# [Task details]
Every entry in the data below needs to be repeated exactly.

Data for this task START

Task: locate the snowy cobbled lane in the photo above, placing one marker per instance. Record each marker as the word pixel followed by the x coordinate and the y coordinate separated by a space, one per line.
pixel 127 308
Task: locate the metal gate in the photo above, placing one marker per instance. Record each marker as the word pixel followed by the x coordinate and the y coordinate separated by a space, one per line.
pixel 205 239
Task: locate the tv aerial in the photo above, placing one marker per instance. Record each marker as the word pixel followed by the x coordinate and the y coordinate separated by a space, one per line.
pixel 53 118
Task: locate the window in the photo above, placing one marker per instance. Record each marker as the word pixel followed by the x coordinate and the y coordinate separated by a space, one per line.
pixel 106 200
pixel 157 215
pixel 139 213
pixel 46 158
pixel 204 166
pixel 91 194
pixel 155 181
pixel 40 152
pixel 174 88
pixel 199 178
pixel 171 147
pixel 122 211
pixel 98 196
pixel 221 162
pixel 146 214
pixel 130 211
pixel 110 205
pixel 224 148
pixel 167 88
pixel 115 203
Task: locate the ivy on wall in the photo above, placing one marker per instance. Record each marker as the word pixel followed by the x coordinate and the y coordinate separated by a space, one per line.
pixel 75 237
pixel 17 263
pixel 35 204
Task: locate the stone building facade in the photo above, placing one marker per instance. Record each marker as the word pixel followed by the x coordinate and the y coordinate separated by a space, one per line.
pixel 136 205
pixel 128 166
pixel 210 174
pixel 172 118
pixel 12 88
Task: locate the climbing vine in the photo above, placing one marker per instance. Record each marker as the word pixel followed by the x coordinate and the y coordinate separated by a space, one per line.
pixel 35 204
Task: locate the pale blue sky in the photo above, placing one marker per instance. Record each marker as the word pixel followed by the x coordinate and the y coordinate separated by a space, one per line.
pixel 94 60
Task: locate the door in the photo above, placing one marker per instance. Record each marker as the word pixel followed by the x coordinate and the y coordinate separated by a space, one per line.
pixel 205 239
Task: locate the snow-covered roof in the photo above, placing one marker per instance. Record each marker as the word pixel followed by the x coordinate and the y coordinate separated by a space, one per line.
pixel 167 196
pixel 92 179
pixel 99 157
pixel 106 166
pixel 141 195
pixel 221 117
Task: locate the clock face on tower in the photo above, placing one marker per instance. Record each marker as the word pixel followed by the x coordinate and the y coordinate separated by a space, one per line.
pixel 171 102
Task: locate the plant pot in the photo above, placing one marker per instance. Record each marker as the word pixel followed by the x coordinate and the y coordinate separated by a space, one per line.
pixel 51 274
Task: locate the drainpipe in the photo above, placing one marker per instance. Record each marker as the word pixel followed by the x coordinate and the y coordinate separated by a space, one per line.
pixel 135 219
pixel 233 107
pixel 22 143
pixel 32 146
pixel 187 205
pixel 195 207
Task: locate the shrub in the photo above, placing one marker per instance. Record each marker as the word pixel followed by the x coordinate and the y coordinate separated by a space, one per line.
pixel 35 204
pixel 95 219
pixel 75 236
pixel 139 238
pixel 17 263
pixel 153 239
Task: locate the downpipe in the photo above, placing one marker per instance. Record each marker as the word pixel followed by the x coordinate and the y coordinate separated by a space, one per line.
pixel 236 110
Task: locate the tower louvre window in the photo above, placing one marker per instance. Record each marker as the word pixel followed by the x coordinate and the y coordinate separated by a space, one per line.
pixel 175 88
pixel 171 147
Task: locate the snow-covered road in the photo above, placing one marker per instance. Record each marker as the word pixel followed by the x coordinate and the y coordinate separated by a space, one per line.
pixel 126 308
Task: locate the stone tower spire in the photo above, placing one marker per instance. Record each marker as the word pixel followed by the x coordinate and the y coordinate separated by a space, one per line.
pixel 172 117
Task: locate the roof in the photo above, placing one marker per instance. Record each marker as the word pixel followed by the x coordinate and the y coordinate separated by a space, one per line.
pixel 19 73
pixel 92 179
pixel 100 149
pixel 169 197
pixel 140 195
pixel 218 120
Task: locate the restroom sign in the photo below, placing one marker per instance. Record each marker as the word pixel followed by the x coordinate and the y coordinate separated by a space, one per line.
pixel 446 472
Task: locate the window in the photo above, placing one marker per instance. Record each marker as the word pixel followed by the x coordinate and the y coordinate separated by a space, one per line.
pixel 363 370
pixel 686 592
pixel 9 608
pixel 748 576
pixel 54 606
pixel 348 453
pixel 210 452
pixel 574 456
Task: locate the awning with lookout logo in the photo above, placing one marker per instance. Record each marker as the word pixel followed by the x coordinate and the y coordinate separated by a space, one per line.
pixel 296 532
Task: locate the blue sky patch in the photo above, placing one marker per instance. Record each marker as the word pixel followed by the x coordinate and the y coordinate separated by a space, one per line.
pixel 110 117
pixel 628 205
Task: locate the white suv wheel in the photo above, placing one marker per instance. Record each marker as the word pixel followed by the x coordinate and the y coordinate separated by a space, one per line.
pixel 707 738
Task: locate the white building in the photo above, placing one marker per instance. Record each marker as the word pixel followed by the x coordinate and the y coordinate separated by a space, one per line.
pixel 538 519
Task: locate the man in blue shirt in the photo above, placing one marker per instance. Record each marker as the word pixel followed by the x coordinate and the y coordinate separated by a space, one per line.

Data for this task END

# [Final answer]
Task: locate the snowy cobbled lane in the photo above, placing one marker per instance. Record each marker as the word pixel followed by the x coordinate and the y coordinate separated by a space, one per line.
pixel 127 308
Task: locate the metal gate in the photo above, placing one marker per instance. Record each marker as the word pixel followed by the x coordinate and the y coordinate separated by a space, one per line.
pixel 205 239
Task: locate the tv aerial in the photo above, placing one marker per instance. Record each marker as the word pixel followed by the x coordinate and the y coordinate separated by a space, one per line.
pixel 53 118
Task: locate the window in the photo above, placing one marker per instance. Record each marker as the word pixel followed by the x coordinate and the y coordinate separated by a space, one per line.
pixel 106 200
pixel 157 215
pixel 139 213
pixel 46 158
pixel 204 166
pixel 91 194
pixel 155 181
pixel 40 152
pixel 174 88
pixel 199 178
pixel 171 147
pixel 122 211
pixel 98 196
pixel 221 162
pixel 146 214
pixel 130 211
pixel 110 205
pixel 224 148
pixel 167 88
pixel 115 203
Task: locate the ivy on wall in the photo above, placing one marker per instance. Record each marker as the word pixel followed by the x coordinate and the y coordinate separated by a space, one per line.
pixel 75 237
pixel 17 263
pixel 35 204
Task: locate the stone building facade in the photo above, placing one marker per instance. Record each marker as the word pixel followed by the x coordinate and the y coordinate separated by a space, one per line.
pixel 136 205
pixel 128 166
pixel 210 174
pixel 172 118
pixel 12 88
Task: locate the climbing vine in the photo above, placing one marker per instance. Record each marker as the word pixel followed by the x coordinate and the y coordinate separated by a space, one per line.
pixel 35 204
Task: locate the pale blue sky in the photo above, placing one marker per instance. Record each marker as the word pixel followed by the x coordinate and the y coordinate separated by a space, one per line.
pixel 94 60
Task: locate the door in the photo above, placing one marker per instance. Record each marker as the word pixel followed by the x coordinate and the y coordinate separated by a space, one per line.
pixel 205 239
Task: locate the snow-covered roof in the photo above, placing one marker per instance. Record each marker as the word pixel followed by the x coordinate and the y coordinate separated by a space, one per line.
pixel 167 196
pixel 92 179
pixel 99 157
pixel 106 166
pixel 141 195
pixel 221 117
Task: locate the clock face on tower in the photo above, placing one marker per instance. Record each marker as the word pixel followed by the x coordinate and the y coordinate separated by a space, one per line.
pixel 171 102
Task: locate the plant pot in the photo above, placing one marker per instance. Record each marker as the word pixel followed by the x coordinate and the y coordinate separated by a space, one per line.
pixel 51 274
Task: locate the drainpipe in the photo above, placing one marker per instance. Record each marker as the word pixel followed by the x coordinate and the y coordinate separated by a space, one per line.
pixel 135 219
pixel 233 107
pixel 22 143
pixel 32 146
pixel 187 205
pixel 195 207
Task: locate the shrub in the photo above, placing one marker per instance. Record each marker as the word pixel followed by the x coordinate and the y coordinate separated by a space, one per line.
pixel 35 204
pixel 95 219
pixel 75 236
pixel 139 238
pixel 17 263
pixel 153 239
Task: locate the downpipe in the photo above, placing one marker per instance. Record each marker as the word pixel followed by the x coordinate and the y coordinate separated by a space, one per line.
pixel 236 110
Task: locate the tower louvre window in the photo above, placing one marker per instance. Record each marker as the word pixel followed by the x coordinate and the y coordinate separated by a space, one per line.
pixel 175 88
pixel 171 147
Task: locate the snow-covered road in the photo above, placing one marker per instance. Record each marker as the word pixel followed by the x coordinate and the y coordinate separated by a space, one per line.
pixel 126 308
Task: locate the stone tower spire in the photo above, placing one marker per instance. Record each marker as the word pixel followed by the x coordinate and the y coordinate separated by a space, one per line.
pixel 172 117
Task: locate the roof in the photo above, placing one marker per instance. Record each marker as the word pixel followed by the x coordinate and the y coordinate separated by a space, one per line.
pixel 19 73
pixel 92 179
pixel 100 149
pixel 169 197
pixel 140 195
pixel 218 120
Task: locate the restroom sign in the photo below, placing one marker per instance. Record each marker as the word pixel followed by the x coordinate and the y coordinate separated by a space, one per line.
pixel 446 472
Task: locate the window in the photo above, placing one marker per instance. Record each marker as the word pixel followed by the x coordinate and the y coordinate separated by a space, one per line.
pixel 363 370
pixel 686 592
pixel 9 608
pixel 748 576
pixel 54 606
pixel 348 453
pixel 210 452
pixel 574 456
Task: locate the awning with lookout logo in the photo above, placing one marker per instance. Record each marker as the word pixel followed by the x coordinate and the y coordinate separated by a space, one per line.
pixel 296 532
Task: locate the blue sky patch in the photo above, placing one marker per instance. Record each marker as the word pixel followed by the x coordinate and the y coordinate separated by a space, one per line.
pixel 110 117
pixel 628 205
Task: locate the white suv wheel in the photo above, placing one marker per instance. Record each marker as the word pixel followed by the x coordinate and the y coordinate separated by a space, one per line.
pixel 707 738
Task: locate the white building in the photo above, placing one marker per instance. Record each marker as the word pixel followed by the x coordinate and the y coordinate separated by a space, one per line.
pixel 538 519
Task: locate the man in blue shirt in the photo above, placing one marker per instance. Record each marker as the word pixel followed by the x coordinate and the y coordinate separated by a space, one per line.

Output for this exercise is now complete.